• _WRITTEN PROBLEM_:
Lay out the entries as a two-column CSV with the headers "region" and "box", one row per entry, putting each field in quotation marks and replacing any line breaks with spaces. Begin at the line that has "On this screen, the white pickup" and stop after the line that has "[499,170,593,206]".

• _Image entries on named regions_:
....
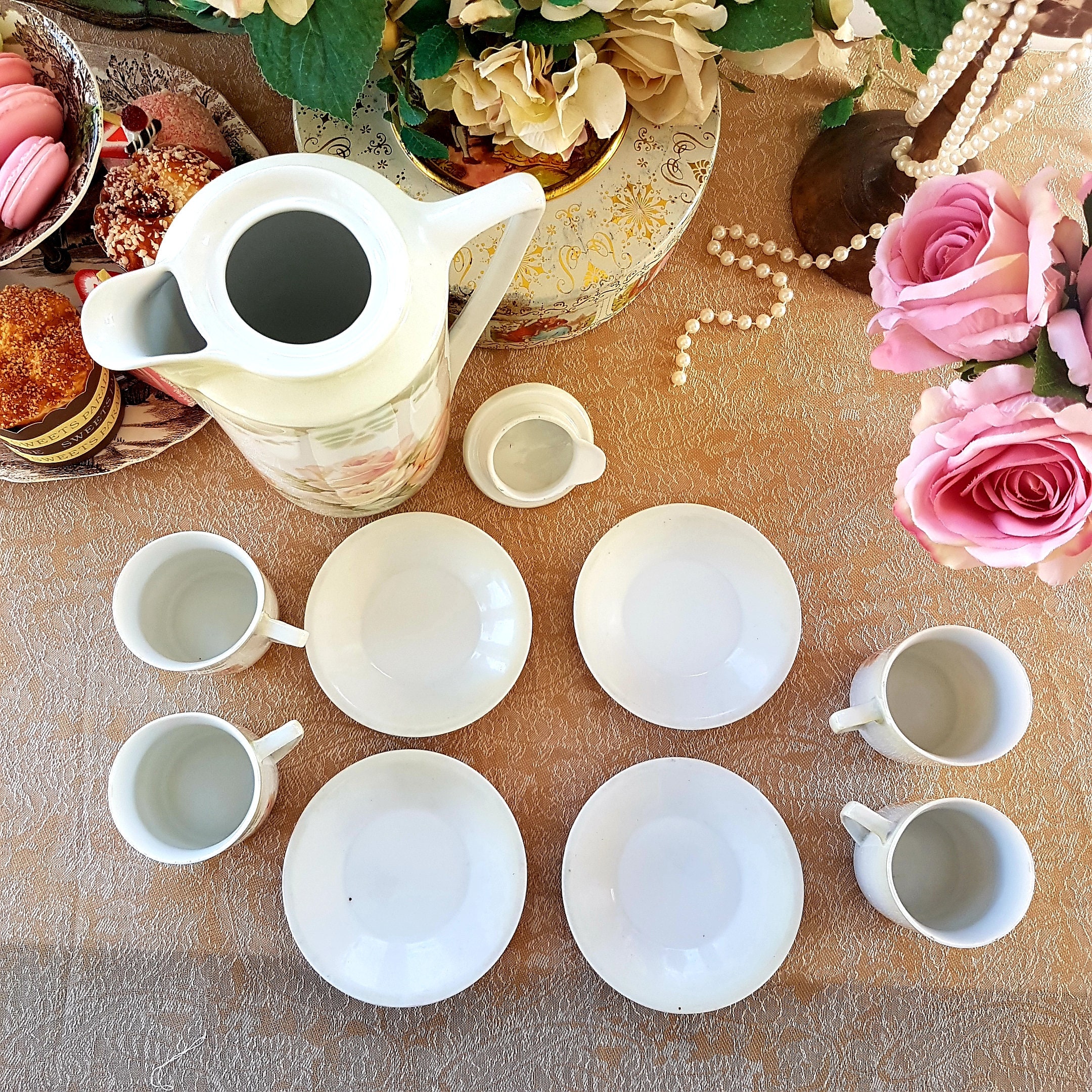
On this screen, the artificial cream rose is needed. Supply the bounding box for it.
[213,0,314,26]
[452,0,511,26]
[421,41,626,158]
[598,0,729,124]
[520,0,621,23]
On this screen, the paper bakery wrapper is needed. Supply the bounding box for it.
[0,363,123,466]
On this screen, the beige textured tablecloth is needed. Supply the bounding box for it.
[0,21,1092,1092]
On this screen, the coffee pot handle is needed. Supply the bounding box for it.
[425,172,546,385]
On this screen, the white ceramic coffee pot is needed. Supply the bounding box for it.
[83,154,545,517]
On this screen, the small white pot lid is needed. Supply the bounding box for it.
[282,750,527,1007]
[561,758,804,1012]
[463,383,595,508]
[303,512,531,737]
[573,505,800,729]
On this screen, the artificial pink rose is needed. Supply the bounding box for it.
[868,168,1065,373]
[1046,171,1092,387]
[894,363,1092,584]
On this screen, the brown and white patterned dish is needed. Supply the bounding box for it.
[80,45,268,166]
[0,3,103,265]
[0,45,268,482]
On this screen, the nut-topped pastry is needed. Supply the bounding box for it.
[0,284,122,465]
[0,284,95,428]
[94,144,223,270]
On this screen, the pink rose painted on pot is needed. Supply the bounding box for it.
[894,363,1092,584]
[868,168,1065,373]
[1046,171,1092,387]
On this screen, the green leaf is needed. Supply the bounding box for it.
[398,0,449,34]
[909,47,934,75]
[170,2,246,34]
[243,0,387,121]
[398,87,428,125]
[411,23,459,80]
[959,353,1035,382]
[812,0,838,30]
[819,72,873,132]
[872,0,965,58]
[512,11,607,46]
[705,0,811,53]
[819,94,857,132]
[398,125,448,159]
[1031,327,1086,402]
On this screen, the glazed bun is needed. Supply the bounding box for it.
[94,144,223,270]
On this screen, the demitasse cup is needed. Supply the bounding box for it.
[830,626,1032,765]
[107,713,303,865]
[114,531,307,675]
[841,798,1035,948]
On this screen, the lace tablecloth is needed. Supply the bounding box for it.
[6,21,1092,1092]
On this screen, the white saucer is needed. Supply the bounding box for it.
[282,750,527,1007]
[303,512,531,737]
[561,758,804,1012]
[572,505,800,729]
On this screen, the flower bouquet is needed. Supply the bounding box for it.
[164,0,963,162]
[869,169,1092,584]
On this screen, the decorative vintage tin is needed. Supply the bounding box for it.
[0,363,121,466]
[295,81,721,348]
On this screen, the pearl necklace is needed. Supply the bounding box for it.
[891,0,1092,183]
[671,212,902,387]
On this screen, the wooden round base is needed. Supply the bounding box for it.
[790,110,914,294]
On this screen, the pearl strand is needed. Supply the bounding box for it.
[891,6,1092,183]
[906,0,1011,128]
[671,212,902,387]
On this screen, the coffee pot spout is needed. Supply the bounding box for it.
[80,265,215,385]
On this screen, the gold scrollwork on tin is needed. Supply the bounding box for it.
[512,241,546,292]
[584,232,633,271]
[557,247,584,292]
[607,181,667,241]
[451,247,474,284]
[660,130,716,204]
[554,204,580,235]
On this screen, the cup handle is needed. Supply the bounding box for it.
[258,614,307,649]
[829,698,883,735]
[840,800,894,845]
[254,721,303,762]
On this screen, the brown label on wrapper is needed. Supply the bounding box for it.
[0,363,123,466]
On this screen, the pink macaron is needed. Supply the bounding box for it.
[0,54,34,87]
[0,83,64,163]
[0,136,69,232]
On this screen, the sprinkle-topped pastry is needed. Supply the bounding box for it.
[94,144,223,270]
[0,284,95,429]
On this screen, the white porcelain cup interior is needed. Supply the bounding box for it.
[109,713,302,864]
[842,799,1035,948]
[486,413,606,501]
[114,531,306,671]
[831,626,1032,765]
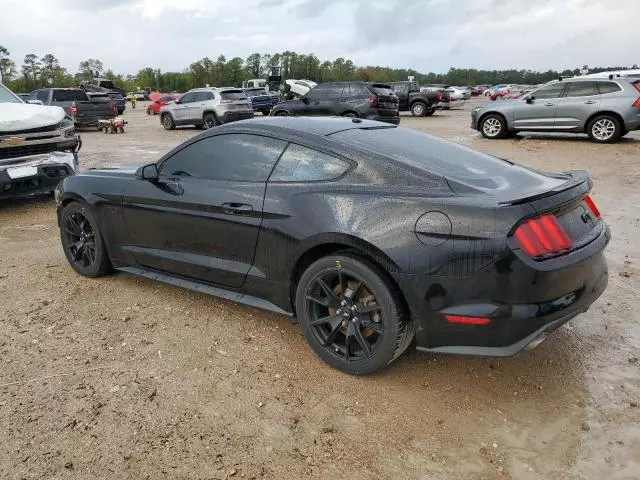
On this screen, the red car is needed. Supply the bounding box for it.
[147,95,176,115]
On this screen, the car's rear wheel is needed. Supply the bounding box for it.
[411,102,427,117]
[202,112,219,129]
[162,113,176,130]
[296,253,415,375]
[60,202,112,277]
[480,114,507,139]
[587,115,622,143]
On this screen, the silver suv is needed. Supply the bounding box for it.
[471,77,640,143]
[160,88,253,130]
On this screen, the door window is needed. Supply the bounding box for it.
[597,82,622,95]
[160,134,287,182]
[567,82,596,97]
[532,83,567,99]
[269,143,351,182]
[180,92,196,103]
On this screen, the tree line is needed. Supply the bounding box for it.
[0,45,638,92]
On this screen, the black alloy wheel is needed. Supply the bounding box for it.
[60,202,111,277]
[296,255,414,374]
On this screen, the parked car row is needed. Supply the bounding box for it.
[471,77,640,143]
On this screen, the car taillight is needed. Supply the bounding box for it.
[514,214,573,258]
[584,195,600,218]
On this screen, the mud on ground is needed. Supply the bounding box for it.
[0,101,640,480]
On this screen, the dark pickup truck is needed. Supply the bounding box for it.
[390,82,449,117]
[27,88,117,128]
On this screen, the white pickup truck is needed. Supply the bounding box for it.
[0,83,81,199]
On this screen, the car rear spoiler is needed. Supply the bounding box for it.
[499,170,593,206]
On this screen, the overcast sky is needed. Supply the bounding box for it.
[0,0,640,73]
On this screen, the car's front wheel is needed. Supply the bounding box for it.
[60,202,112,277]
[480,114,507,139]
[587,115,622,143]
[296,253,415,375]
[162,113,176,130]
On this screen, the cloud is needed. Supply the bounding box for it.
[0,0,640,73]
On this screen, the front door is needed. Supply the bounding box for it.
[555,81,600,130]
[513,82,566,130]
[172,92,196,123]
[123,134,286,287]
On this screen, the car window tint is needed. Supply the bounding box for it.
[329,127,566,191]
[161,134,287,182]
[269,143,350,182]
[533,83,566,98]
[306,85,328,100]
[351,83,371,98]
[596,82,622,95]
[567,82,596,97]
[180,92,195,103]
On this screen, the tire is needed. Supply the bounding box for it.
[411,102,427,117]
[587,115,622,143]
[480,113,507,139]
[202,112,220,130]
[161,113,176,130]
[60,202,113,277]
[296,252,415,375]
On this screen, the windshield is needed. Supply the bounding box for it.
[0,83,24,103]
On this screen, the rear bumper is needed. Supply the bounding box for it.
[395,223,610,356]
[0,152,78,198]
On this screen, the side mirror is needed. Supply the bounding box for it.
[136,163,159,182]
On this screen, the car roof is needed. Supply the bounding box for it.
[203,116,396,137]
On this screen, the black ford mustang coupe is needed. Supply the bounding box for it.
[56,117,610,374]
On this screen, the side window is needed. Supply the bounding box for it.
[596,82,621,95]
[269,143,351,182]
[307,85,327,100]
[180,92,196,103]
[533,82,566,98]
[351,83,371,98]
[567,82,596,97]
[160,134,287,182]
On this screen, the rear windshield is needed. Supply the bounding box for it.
[220,90,247,100]
[369,83,395,95]
[247,88,267,97]
[53,89,89,102]
[331,127,565,190]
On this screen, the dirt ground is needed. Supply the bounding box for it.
[0,100,640,480]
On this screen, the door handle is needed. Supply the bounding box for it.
[222,202,253,215]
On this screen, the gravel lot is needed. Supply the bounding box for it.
[0,100,640,480]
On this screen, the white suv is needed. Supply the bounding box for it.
[160,88,253,130]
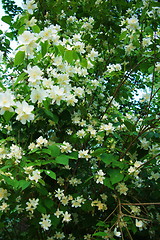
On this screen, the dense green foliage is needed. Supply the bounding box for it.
[0,0,160,240]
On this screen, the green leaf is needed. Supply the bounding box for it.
[3,111,15,124]
[44,198,54,209]
[44,170,56,180]
[14,51,25,66]
[18,180,30,190]
[68,152,78,159]
[40,40,49,57]
[56,154,69,165]
[14,73,28,86]
[93,232,108,237]
[119,31,128,40]
[124,121,136,132]
[64,50,76,64]
[32,25,41,33]
[108,169,124,184]
[103,178,114,189]
[1,16,12,25]
[37,204,46,213]
[48,144,60,157]
[44,109,58,123]
[92,148,106,157]
[100,153,117,166]
[18,26,26,35]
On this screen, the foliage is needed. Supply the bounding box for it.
[0,0,160,240]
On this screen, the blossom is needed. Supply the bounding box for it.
[99,123,114,134]
[78,150,91,160]
[60,141,72,153]
[54,232,65,239]
[114,228,121,237]
[39,214,51,230]
[30,87,47,103]
[0,89,15,115]
[95,169,105,184]
[116,183,128,195]
[0,202,9,212]
[55,188,64,200]
[29,169,41,183]
[25,65,43,82]
[15,101,34,124]
[107,63,122,73]
[18,31,35,44]
[36,136,48,147]
[69,177,82,186]
[22,0,37,14]
[54,208,63,218]
[127,17,139,30]
[50,86,65,105]
[76,129,86,138]
[0,188,9,200]
[62,211,72,222]
[155,62,160,72]
[88,48,98,61]
[136,219,144,230]
[26,198,39,213]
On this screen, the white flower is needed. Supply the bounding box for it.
[30,87,47,103]
[0,188,8,200]
[29,170,41,183]
[54,232,65,239]
[0,89,15,114]
[127,17,139,30]
[62,211,72,222]
[15,101,34,124]
[78,150,91,160]
[55,188,64,200]
[0,202,9,212]
[155,62,160,72]
[39,214,51,230]
[54,208,63,218]
[22,0,37,14]
[18,31,35,44]
[136,219,143,229]
[60,141,72,153]
[50,86,65,105]
[99,123,114,134]
[88,48,98,61]
[36,136,48,147]
[76,129,86,138]
[95,169,105,184]
[26,198,39,213]
[116,183,128,195]
[114,228,121,237]
[25,65,43,82]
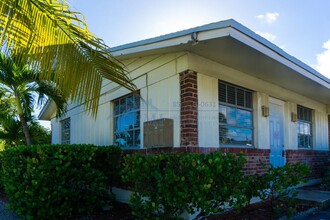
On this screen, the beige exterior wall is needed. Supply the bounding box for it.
[188,54,329,150]
[52,53,187,147]
[52,52,329,150]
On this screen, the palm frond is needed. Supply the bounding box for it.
[0,0,135,116]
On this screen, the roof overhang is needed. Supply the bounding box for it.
[111,20,330,104]
[38,99,56,121]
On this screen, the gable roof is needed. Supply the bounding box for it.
[111,19,330,104]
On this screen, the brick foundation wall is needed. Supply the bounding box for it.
[124,147,330,178]
[286,150,329,178]
[124,147,270,174]
[180,70,198,147]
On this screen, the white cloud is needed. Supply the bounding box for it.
[257,12,280,24]
[256,31,277,42]
[315,39,330,79]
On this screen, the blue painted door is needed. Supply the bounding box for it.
[269,99,285,167]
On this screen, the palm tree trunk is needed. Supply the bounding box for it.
[19,114,32,145]
[15,95,32,145]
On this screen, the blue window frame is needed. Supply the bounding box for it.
[219,81,253,146]
[114,94,141,147]
[297,105,313,148]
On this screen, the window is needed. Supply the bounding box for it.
[219,81,253,146]
[61,118,71,144]
[297,105,313,148]
[114,95,141,147]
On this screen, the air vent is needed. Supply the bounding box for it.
[143,118,173,148]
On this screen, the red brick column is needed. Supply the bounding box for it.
[180,70,198,147]
[328,115,330,149]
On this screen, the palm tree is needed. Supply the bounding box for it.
[0,114,24,145]
[0,54,66,145]
[0,0,135,116]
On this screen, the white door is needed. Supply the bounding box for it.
[269,98,285,167]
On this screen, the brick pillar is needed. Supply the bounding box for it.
[328,115,330,149]
[180,70,198,147]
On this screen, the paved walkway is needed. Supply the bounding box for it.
[297,187,330,220]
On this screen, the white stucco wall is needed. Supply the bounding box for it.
[188,53,329,150]
[52,52,328,150]
[52,52,187,147]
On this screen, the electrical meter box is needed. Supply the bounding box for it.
[143,118,173,148]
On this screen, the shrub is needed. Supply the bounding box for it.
[259,163,310,216]
[123,152,250,219]
[2,145,120,219]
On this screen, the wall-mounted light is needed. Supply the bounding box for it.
[261,105,269,117]
[291,112,297,122]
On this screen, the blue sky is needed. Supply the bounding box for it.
[68,0,330,78]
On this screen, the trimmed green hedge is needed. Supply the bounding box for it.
[2,145,122,219]
[123,151,253,219]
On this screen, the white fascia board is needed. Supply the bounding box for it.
[230,28,330,89]
[112,35,191,57]
[112,27,229,56]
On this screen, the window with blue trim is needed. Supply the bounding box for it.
[297,105,313,148]
[219,81,253,146]
[114,94,141,147]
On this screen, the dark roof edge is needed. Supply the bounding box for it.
[110,19,330,84]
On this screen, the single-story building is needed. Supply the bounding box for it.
[39,20,330,176]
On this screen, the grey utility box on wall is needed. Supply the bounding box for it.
[143,118,173,147]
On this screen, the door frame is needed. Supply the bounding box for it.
[268,97,286,165]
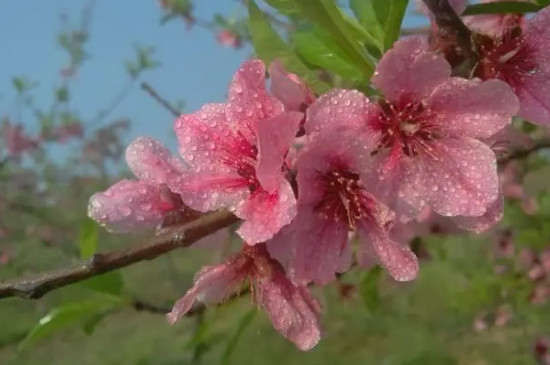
....
• _RESPONSE_:
region,box
"On this screen, the white pickup truck is needed. Supply the bounding box for it.","[0,83,81,199]"
"On this screen, the car rear spoiler is needed. Supply the bounding box for it.","[499,170,593,206]"